## PROMPT
Please rescale the lines starting with the line that contains "Spot the exhaust" and going on through the end of the records, giving them all again with the requests included. Multiply every point coordinate in the answers by 0.55 and round each to a whole number, with halves going up.

━━━━━ DATASET EXCERPTS ━━━━━

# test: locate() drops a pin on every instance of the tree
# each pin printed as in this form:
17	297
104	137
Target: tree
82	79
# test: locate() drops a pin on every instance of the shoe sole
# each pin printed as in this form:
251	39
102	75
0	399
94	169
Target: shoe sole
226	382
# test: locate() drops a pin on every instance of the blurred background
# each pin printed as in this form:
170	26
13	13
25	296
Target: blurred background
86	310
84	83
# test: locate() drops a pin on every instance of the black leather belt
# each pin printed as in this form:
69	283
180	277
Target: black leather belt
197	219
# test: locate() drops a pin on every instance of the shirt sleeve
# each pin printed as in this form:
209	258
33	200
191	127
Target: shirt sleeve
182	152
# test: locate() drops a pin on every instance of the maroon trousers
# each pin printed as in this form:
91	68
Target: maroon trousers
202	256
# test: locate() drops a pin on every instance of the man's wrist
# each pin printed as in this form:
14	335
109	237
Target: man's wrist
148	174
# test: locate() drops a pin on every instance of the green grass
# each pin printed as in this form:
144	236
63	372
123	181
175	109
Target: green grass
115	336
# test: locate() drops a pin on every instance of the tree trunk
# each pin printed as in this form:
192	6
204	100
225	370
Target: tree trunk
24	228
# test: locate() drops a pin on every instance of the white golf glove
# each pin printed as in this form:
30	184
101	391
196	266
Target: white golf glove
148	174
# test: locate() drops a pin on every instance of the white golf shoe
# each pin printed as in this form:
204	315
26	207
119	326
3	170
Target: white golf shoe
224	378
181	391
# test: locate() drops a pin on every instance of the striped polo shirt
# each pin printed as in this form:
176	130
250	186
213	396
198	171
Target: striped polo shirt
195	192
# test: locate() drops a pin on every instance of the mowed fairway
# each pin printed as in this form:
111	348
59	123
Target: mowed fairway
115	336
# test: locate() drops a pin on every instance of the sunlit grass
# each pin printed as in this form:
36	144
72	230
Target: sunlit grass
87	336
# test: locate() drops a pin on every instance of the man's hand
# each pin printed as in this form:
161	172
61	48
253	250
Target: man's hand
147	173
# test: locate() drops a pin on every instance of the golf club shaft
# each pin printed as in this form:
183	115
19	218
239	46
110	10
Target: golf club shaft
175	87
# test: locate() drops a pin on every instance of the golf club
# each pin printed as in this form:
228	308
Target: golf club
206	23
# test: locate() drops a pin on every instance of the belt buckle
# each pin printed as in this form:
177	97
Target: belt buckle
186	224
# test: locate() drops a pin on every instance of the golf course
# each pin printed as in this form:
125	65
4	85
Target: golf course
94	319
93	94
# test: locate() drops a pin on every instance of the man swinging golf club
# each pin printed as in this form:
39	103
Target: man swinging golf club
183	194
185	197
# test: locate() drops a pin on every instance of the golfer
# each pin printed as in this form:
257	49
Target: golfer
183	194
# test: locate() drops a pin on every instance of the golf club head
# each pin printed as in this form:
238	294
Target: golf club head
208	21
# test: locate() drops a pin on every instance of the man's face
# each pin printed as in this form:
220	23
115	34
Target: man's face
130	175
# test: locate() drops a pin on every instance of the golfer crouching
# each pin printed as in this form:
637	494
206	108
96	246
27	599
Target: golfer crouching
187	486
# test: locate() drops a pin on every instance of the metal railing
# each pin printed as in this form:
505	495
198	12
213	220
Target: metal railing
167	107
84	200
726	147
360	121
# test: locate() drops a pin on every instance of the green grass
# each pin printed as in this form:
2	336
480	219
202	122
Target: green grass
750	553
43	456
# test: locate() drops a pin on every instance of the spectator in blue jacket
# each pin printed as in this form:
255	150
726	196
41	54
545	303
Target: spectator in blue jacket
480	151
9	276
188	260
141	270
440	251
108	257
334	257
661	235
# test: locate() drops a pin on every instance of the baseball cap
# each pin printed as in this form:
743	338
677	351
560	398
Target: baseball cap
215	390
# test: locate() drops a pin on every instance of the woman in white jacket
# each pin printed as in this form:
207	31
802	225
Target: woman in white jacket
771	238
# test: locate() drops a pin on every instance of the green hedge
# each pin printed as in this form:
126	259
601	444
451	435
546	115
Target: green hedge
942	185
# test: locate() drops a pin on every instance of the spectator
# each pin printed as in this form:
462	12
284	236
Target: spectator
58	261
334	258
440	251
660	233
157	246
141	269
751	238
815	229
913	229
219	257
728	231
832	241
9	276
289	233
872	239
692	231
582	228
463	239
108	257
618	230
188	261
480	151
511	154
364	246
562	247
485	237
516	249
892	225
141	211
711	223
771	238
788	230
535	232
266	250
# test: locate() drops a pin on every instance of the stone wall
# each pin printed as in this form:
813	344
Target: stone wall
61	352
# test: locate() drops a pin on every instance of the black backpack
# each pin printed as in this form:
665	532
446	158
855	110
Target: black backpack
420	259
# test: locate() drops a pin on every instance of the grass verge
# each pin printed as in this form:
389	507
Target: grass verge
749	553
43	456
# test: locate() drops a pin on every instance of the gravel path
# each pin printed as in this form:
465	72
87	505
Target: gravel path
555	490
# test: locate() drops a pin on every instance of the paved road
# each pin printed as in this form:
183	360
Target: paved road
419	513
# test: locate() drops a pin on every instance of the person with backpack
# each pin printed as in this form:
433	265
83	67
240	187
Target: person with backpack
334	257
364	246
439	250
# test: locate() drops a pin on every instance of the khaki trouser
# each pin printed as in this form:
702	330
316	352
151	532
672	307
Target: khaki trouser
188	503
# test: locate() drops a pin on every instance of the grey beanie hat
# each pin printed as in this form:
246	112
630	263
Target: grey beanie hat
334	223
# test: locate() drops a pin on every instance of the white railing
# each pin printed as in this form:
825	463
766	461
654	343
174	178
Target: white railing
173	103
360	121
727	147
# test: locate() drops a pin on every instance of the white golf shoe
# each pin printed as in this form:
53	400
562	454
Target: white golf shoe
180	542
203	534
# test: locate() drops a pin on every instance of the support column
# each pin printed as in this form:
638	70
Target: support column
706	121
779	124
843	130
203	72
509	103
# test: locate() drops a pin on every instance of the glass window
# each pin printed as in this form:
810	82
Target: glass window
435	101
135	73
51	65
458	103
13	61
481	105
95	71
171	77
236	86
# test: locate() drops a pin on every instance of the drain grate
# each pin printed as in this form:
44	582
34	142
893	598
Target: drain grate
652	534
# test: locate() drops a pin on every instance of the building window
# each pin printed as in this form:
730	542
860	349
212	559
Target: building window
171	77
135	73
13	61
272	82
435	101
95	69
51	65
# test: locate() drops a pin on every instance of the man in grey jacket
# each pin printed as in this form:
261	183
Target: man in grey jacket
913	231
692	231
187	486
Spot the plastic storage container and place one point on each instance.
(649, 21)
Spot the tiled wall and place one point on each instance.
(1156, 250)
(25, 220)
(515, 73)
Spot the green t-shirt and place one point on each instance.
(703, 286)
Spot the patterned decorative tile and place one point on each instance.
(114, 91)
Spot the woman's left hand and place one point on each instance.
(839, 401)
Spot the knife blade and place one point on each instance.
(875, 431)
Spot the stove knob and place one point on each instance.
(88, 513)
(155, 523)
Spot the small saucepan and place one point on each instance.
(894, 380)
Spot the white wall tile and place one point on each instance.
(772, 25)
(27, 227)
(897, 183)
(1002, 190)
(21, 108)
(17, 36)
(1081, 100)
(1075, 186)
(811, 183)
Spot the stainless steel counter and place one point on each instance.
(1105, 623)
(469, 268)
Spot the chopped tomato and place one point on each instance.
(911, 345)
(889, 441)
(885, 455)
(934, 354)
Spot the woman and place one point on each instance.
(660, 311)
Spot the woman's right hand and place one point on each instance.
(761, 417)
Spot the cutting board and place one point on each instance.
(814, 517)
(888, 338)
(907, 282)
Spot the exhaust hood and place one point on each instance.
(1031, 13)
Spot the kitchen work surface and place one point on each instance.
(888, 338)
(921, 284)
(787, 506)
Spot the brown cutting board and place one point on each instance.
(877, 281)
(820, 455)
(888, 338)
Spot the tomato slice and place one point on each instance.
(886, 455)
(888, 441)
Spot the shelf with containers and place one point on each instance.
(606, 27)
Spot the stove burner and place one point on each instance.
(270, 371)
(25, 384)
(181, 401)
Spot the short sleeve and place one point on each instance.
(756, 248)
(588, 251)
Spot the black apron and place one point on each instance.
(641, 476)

━━━━━

## SOLUTION BELOW
Spot the exhaust hood and place one point on each instance.
(567, 7)
Spot the kitchen work surface and place one point on each instance.
(488, 186)
(507, 156)
(433, 278)
Spot the brown cutting board and place one point on each instance.
(482, 155)
(451, 250)
(488, 186)
Spot the tomato slice and place one point on each instance.
(487, 250)
(488, 243)
Spot the shelf with containers and place one point on each instance.
(333, 15)
Spot the stove burner and place one point on each instance.
(149, 204)
(14, 211)
(100, 221)
Spot the short sleeve and place one point on each instance.
(416, 136)
(323, 138)
Spot the black apron and place one point on each instance.
(353, 262)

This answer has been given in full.